Task instructions: Can you arrange everything below, from the line containing "rectangular paver in the photo above." down to the line containing "cab in the photo below.", both included, as a numbered list with blank lines left out?

Dataset excerpts:
━━━━
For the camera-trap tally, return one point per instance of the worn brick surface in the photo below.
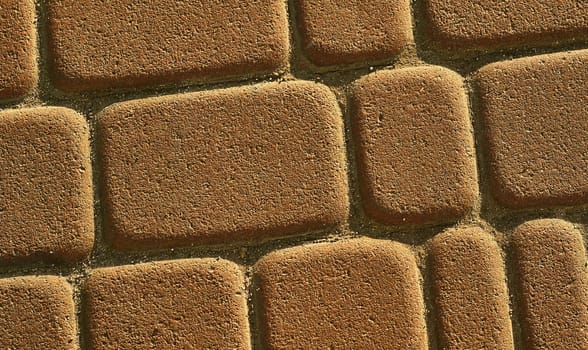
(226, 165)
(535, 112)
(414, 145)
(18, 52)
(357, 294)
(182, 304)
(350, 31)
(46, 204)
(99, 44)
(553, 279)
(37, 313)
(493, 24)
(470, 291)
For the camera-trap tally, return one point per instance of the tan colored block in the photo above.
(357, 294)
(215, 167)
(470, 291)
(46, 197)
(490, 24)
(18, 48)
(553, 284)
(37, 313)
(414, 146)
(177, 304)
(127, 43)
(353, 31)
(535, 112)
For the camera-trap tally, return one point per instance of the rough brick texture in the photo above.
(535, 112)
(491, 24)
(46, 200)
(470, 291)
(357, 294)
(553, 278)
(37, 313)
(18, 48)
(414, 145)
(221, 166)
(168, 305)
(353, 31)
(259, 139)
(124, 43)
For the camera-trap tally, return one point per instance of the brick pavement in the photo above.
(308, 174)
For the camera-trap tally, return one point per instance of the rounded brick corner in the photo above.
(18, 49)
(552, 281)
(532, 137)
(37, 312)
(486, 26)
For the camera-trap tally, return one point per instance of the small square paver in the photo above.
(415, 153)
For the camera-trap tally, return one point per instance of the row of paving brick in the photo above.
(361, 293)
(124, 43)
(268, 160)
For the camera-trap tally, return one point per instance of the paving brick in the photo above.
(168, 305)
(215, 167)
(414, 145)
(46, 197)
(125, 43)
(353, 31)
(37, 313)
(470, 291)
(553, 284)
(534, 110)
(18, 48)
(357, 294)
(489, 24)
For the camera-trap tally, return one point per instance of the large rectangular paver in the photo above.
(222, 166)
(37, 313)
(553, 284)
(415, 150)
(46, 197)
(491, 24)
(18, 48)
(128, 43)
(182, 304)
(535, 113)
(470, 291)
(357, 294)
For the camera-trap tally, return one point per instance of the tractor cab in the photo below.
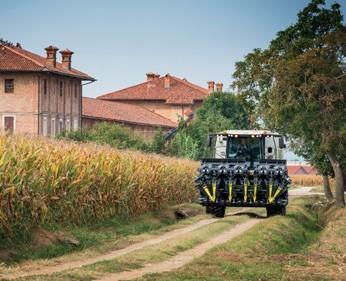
━━━━
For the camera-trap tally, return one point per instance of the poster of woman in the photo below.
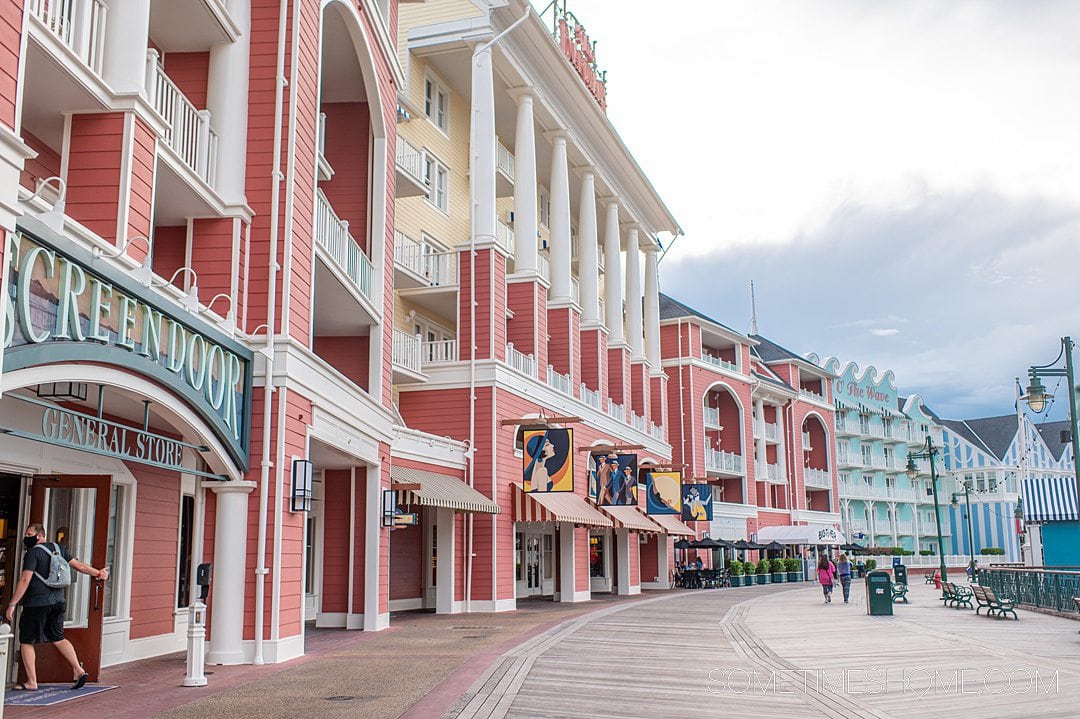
━━━━
Answer below:
1. For the camera-trap tally, return one point per instance of the large rectangular paver in the photo above.
2. (222, 166)
3. (37, 313)
4. (553, 284)
5. (415, 150)
6. (46, 197)
7. (491, 24)
8. (18, 48)
9. (128, 43)
10. (182, 304)
11. (535, 113)
12. (470, 291)
13. (357, 294)
14. For the camera-trap tally, return one point per instance of the tractor cab in the photo below.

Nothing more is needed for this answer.